Przez dwa ostatnie miesiące nie było mocnych na kaliską ekipę. W tym czasie MKS wygrał dziewięć kolejnych spotkań – siedem w PGNiG Superlidze i dwa w PGNiG Pucharze Polski. Każda passa kiedyś się jednak kończy i w przypadku kaliszan nastąpiło to w sobotę. Rozpędzoną machinę znad Prosny zatrzymał Chrobry Głogów.
Jeszcze do półmetka wynik był kwestią otwartą. Gospodarze remisowali z rywalami 14:14, choć mogli schodzić do szatni przy jednobramkowym prowadzeniu, gdyby udało im się powstrzymać rzucającego niemal równo z syreną Mariusza Gujskiego. Wcześniej kaliszanie odrobili dwubramkową stratę, a po raz pierwszy wysunęli się na czoło po kwadransie, gdy lukę w szczelnej defensywie gości znalazł Marek Szpera (6:5). – Na pewno pierwsza połowa w naszym wykonaniu była dużo lepsza, zarówno w obronie, jak i w ataku pozycyjnym. Graliśmy bramka za bramkę i wszystko wydawało się możliwe – relacjonuje trener Paweł Rusek.
Nadzieje beniaminka na zwycięstwo prysły jak mydlana bańka w pierwszym kwadransie drugiej połowy. Wprawdzie zaraz po powrocie na parkiet karnego wykorzystał Michał Drej, a chwilę później miejscowi mogli odskoczyć na dwa gole, ale niewykorzystany rzut pociągnął za sobą lawinę nieszczęść. Głogowianie kończyli skutecznie niemal każdy atak, do tego ich bramkę na kilkanaście minut zamurował Rafał Stachera. Trener Rusek rotował składem, posadził na ławce m.in. słabiej dziś dysponowanego Edina Tatara, jednak na niewiele się to zdało. W 45. minucie przyjezdni prowadzili już 23:16 i powoli mogli myśleć o spakowaniu trzech punktów w podróż powrotną do Głogowa. Zwłaszcza że na dziesięć minut przed końcem po trafieniu najskuteczniejszego w tym spotkaniu Adama Babicza odjechali kaliszanom na osiem bramek (26:18).

----------

Ćwiczenie 1 >>
Przepisz z relacji z meczu fragment, zaczynając od miejsca ze słowami "Nadzieje beniaminka na" i kończąc na słowach "osiem bramek (26:18)." włącznie.
Ćwiczenie 2 >>
Ile kolejnych spotkań wygrał MKS w ciągu dwóch ostatnich miesięcy według relacji z meczu?

Zapisane dane >>
----------

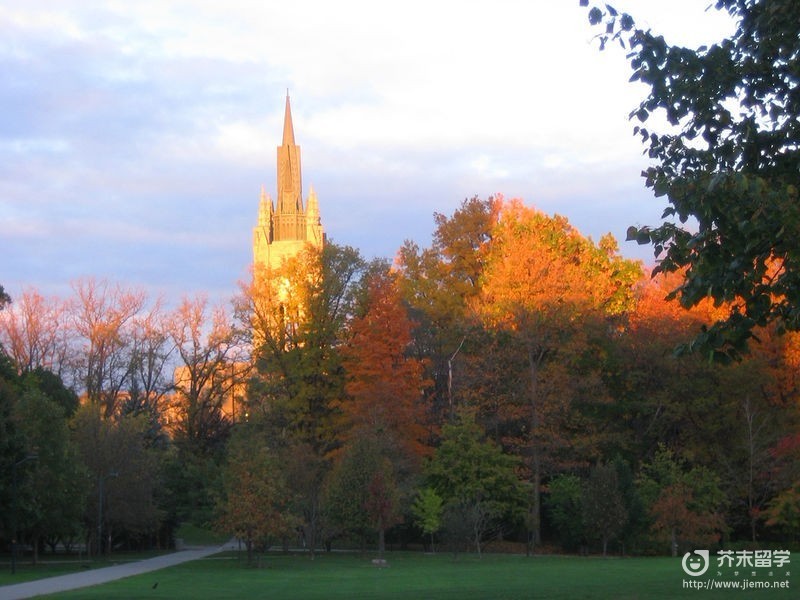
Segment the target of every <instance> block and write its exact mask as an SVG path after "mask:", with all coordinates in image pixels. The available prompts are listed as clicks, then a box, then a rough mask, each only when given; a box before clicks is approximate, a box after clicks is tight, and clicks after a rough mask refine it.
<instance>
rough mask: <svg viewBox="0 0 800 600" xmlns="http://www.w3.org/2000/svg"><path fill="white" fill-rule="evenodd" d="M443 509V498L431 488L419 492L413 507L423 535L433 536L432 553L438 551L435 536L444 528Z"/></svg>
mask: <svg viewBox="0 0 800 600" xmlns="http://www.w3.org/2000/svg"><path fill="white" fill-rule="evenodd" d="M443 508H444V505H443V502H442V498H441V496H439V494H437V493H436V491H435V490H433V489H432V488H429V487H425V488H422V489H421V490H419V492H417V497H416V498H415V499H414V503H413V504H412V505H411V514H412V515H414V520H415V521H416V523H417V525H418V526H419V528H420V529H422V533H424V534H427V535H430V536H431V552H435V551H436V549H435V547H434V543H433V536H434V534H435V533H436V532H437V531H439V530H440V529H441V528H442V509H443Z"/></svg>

----------

Twoje rozwiązanie 1 >>
Nadzieje beniaminka na zwycięstwo prysły jak mydlana bańka w pierwszym kwadransie drugiej połowy. Wprawdzie zaraz po powrocie na parkiet karnego wykorzystał Michał Drej, a chwilę później miejscowi mogli odskoczyć na dwa gole, ale niewykorzystany rzut pociągnął za sobą lawinę nieszczęść. Głogowianie kończyli skutecznie niemal każdy atak, do tego ich bramkę na kilkanaście minut zamurował Rafał Stachera. Trener Rusek rotował składem, posadził na ławce m.in. słabiej dziś dysponowanego Edina Tatara, jednak na niewiele się to zdało. W 45. minucie przyjezdni prowadzili już 23:16 i powoli mogli myśleć o spakowaniu trzech punktów w podróż powrotną do Głogowa. Zwłaszcza że na dziesięć minut przed końcem po trafieniu najskuteczniejszego w tym spotkaniu Adama Babicza odjechali kaliszanom na osiem bramek (26:18).

Twoje rozwiązanie 2 >>
Dziewięć: siedem w PGNiG Superlidze i dwa w PGNiG Pucharze Polski.